▶ Records to use:
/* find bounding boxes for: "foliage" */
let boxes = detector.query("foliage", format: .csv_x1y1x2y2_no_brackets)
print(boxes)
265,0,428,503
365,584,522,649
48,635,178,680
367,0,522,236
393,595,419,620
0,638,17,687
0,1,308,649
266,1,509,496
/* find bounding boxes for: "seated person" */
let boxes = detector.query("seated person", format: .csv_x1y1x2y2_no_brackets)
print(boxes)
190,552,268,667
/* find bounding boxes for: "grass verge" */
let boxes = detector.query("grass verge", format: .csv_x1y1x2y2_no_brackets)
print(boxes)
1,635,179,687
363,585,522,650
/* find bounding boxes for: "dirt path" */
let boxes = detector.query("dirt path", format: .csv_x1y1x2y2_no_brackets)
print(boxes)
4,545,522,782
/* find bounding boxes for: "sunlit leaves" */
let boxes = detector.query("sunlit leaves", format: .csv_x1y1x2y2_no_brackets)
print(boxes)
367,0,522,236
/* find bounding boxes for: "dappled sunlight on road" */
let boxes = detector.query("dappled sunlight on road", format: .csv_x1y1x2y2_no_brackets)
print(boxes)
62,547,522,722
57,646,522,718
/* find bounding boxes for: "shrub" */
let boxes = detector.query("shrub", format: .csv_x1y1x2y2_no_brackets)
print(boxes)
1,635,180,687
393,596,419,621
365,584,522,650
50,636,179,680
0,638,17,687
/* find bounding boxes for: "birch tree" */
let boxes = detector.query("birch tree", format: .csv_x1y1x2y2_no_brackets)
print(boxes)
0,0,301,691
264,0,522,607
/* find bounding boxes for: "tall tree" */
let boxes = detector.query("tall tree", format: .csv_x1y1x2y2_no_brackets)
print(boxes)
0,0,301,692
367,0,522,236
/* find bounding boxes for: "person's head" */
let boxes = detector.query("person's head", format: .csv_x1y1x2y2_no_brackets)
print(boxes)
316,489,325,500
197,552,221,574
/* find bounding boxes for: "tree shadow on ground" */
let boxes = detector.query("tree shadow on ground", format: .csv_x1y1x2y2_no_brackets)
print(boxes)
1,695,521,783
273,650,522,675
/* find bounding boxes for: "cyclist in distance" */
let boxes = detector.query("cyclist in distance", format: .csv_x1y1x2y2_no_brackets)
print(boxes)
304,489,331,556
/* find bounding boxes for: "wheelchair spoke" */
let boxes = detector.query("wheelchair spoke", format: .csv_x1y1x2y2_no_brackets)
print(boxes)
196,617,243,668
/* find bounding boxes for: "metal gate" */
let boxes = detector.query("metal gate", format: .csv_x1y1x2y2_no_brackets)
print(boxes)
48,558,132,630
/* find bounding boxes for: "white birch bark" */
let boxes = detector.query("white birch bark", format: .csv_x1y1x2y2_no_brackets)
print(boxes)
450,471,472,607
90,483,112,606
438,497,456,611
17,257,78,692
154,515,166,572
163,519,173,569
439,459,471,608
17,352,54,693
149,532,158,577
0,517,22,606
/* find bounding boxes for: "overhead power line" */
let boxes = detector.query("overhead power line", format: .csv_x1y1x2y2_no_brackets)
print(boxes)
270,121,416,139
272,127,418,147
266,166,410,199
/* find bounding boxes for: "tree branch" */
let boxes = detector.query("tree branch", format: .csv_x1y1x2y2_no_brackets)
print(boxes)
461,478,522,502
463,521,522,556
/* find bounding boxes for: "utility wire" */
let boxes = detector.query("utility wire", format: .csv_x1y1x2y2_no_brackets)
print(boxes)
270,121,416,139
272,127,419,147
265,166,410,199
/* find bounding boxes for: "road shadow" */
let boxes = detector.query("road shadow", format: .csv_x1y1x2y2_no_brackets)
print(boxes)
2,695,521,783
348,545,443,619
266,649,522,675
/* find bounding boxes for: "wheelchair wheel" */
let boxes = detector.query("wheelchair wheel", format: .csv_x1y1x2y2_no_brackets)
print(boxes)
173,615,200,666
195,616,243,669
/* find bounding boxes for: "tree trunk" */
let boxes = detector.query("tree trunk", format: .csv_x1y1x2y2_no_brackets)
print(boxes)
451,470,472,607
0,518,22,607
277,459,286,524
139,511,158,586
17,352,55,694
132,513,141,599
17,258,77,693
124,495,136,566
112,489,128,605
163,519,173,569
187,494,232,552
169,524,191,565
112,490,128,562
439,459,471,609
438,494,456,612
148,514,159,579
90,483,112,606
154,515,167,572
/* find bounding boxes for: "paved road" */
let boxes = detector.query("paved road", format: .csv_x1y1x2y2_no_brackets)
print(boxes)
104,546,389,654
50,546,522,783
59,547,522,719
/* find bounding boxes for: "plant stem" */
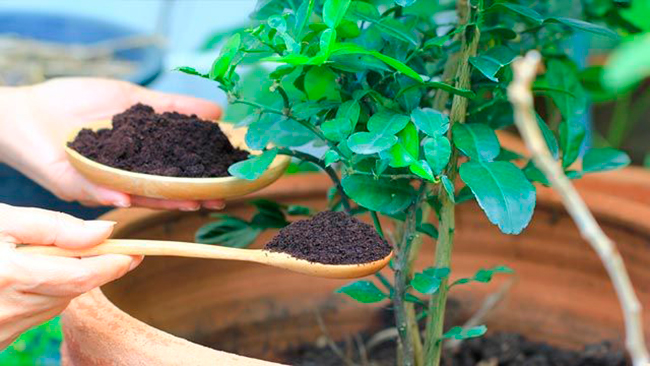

▶ Problem details:
With the pictures removed, please retype each record exactly.

▶ Expected output:
/* find bounding boxes for: "foliage" */
let boxes = detector.query("foliage", format: .csv_x1y1x2y2_no_brackets)
print(boxes)
265,0,428,503
365,584,522,649
48,635,178,680
367,0,522,236
393,595,419,620
0,638,17,687
0,1,308,649
266,1,509,496
/* find bounding boxes for: "seated person" */
let boxes = detector.query("seated person", format: .csv_x1y1x2y2_no_brackets)
print(boxes)
190,552,268,667
/* find bounding boxes for: "grass verge" */
let boxes = detector.query("grass verge", format: .csv_x1y1x2y2_no_brackets)
print(boxes)
1,635,179,687
363,585,522,650
/* find bounding boxes for: "dirt path" */
let boxes = detector.query("dirt path", format: .csv_x1y1x2y2_no_brackets)
print(boxes)
4,545,522,782
/* find bounding boxes for: "sunlit leaves" */
let boxes = detector.query("sunlit leaves", format: .csv_x1y1x2y2_no_brackets)
print(boxes)
367,0,522,236
/* find bounding boxes for: "dappled sunlight on road" */
let boxes = detector.query("dappled sunlight on road", format: .csv_x1y1x2y2_no_brackets)
print(boxes)
62,547,522,722
57,646,522,718
/* find bounding boxes for: "shrub" */
let boxes = detector.query("shrub", format: .csv_x1y1x2y2_no_brackets)
print(boxes)
1,635,180,687
393,596,419,621
365,584,522,650
50,636,179,680
0,638,17,687
/* find bounding boxes for: "birch tree" */
let boxes = detector.query("birch tree", format: .csv_x1y1x2y2_no_brackets)
print(boxes)
0,0,301,691
264,0,522,607
/* find bounding boxes for: "tall tree" */
let boxes = detector.query("tall tree", format: .csv_x1y1x2y2_no_brackets)
print(boxes)
0,0,301,692
367,0,522,236
/* find bounding boxes for: "person's head" */
let boxes = detector.query("person's head", format: .csv_x1y1x2y2_no_brackets)
print(boxes)
316,489,325,500
197,552,221,574
/* find bounding boxes for: "tree shadow on ground" */
let boxes = detector.query("tree shadow on ground", format: .csv_x1y1x2y2_no_brackets)
print(boxes)
1,695,521,783
273,650,522,675
/* find bounding boxes for: "cyclist in distance" */
let boxes = detector.query("cyclist in distance", format: .csv_x1y1x2y2_no_brackets)
print(boxes)
304,489,331,556
/* find bounding boxes for: "wheelchair spoke" */
let boxes = detector.query("wheelchair spoke", format: .csv_x1y1x2y2_no_brackets)
print(boxes)
196,617,243,668
/* find bounding boxes for: "metal gate" */
let boxes = detector.query("metal gate", format: .csv_x1y1x2y2_no_brackets)
print(boxes)
48,558,132,630
/* find bounding boxes for: "white birch bark" */
let boxes = detector.query("white birch bark", format: .csv_x1y1x2y2_no_brackets)
print(boxes)
450,471,472,607
90,483,112,606
438,497,456,611
17,257,78,692
154,515,166,572
163,519,173,569
439,459,471,608
17,352,54,693
149,532,158,577
0,517,22,606
/* find bounding boxes for: "overhead power line" */
let boxes = detector.query("overhead power line", format: .csv_x1y1x2y2_no_brackets)
print(boxes)
270,121,416,139
272,127,418,147
266,166,410,199
/* find bounding boxes for: "tree branch" */
let boxes = detector.query("tree branch", format: .csv_x1y1x2y2_no_brackets)
print(boxes)
461,478,522,502
463,521,522,556
/* find bounding boxes for: "utility wire" */
let boxes = detector.query("utility wire", format: .csv_x1y1x2y2_no_brackets)
print(boxes)
270,121,416,139
272,127,419,147
265,166,410,199
/* find bounding boxes for: "road shadow" */
let boxes = detector.query("road shadow", format: .csv_x1y1x2y2_no_brackets)
print(boxes)
2,695,521,783
348,545,443,619
266,649,522,675
/* find bounding boxes for: "wheelchair wheel" */
let boxes = detector.query("wheelchair wheel", format: .csv_x1y1x2y2_no_brackets)
print(boxes)
173,615,200,666
195,616,243,669
/* find bounding boxes for: "tree trunk" */
let boxes = detector.query("tree trunk", format: .csv_x1y1x2y2_no_brackets)
print(boxes)
451,470,472,607
0,518,22,607
277,459,286,524
139,511,158,586
17,352,55,694
132,513,141,599
17,258,77,693
124,495,136,566
112,489,128,605
163,519,173,569
187,494,232,552
169,524,191,565
112,490,128,562
439,459,471,609
438,494,456,612
148,514,159,579
90,483,112,606
154,515,167,572
/* find bounding boxes for: "paved road" */
let boxes = detector.query("paved road", format: .csv_x1y1x2y2_no_brackets)
print(boxes)
104,546,389,654
50,546,522,783
59,547,522,719
/* find bounding boxes for: "plant stem" */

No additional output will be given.